▸ **Problems and tasks**:
1 – Answer these questions about the himorogi passage.
(a) What is placed at the four corners of the demarcated area?
(b) What is the term for the sacred border ropes?
(c) In the more elaborate cases, what is erected upon the rough straw mat?
2 – Write out everything in the himorogi passage from "Originating in ancient" down to "focus of worship.".

▸ **Reading text**:
Originating in ancient times, himorogi refers to a temporarily erected sacred space or "altar" used as a locus of worship. Today, himorogi are represented by the demarcation of a physical area with branches of green bamboo or sakaki at the four corners, between which are strung sacred border ropes (shimenawa). In the center of the area a large branch of sakaki festooned with sacred emblems (hei) is erected as a yorishiro, a physical representation of the presence of the kami and toward which rites of worship are performed. In more elaborate cases, a himorogi may be constructed by placing a rough straw mat upon the ground, then erecting a ceremonial 8-legged stand (hakkyaku an) upon the mat and decorating the stand with a framework upon which are placed sacred border ropes and sacred border emblems. Finally the sakaki branch is erected in the center of this stand as the focus of worship.

▸ **Given material**:

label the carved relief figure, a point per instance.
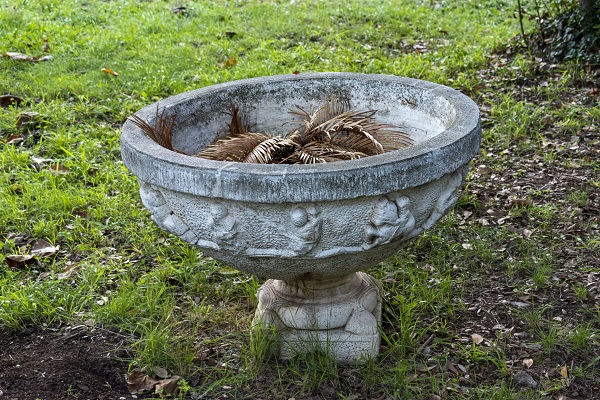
(307, 225)
(223, 225)
(389, 220)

▸ **Solutions per task**:
1 –
(a) Branches of green bamboo or sakaki.
(b) Shimenawa.
(c) A ceremonial 8-legged stand (hakkyaku an).

2 –
Originating in ancient times, himorogi refers to a temporarily erected sacred space or "altar" used as a locus of worship. Today, himorogi are represented by the demarcation of a physical area with branches of green bamboo or sakaki at the four corners, between which are strung sacred border ropes (shimenawa). In the center of the area a large branch of sakaki festooned with sacred emblems (hei) is erected as a yorishiro, a physical representation of the presence of the kami and toward which rites of worship are performed. In more elaborate cases, a himorogi may be constructed by placing a rough straw mat upon the ground, then erecting a ceremonial 8-legged stand (hakkyaku an) upon the mat and decorating the stand with a framework upon which are placed sacred border ropes and sacred border emblems. Finally the sakaki branch is erected in the center of this stand as the focus of worship.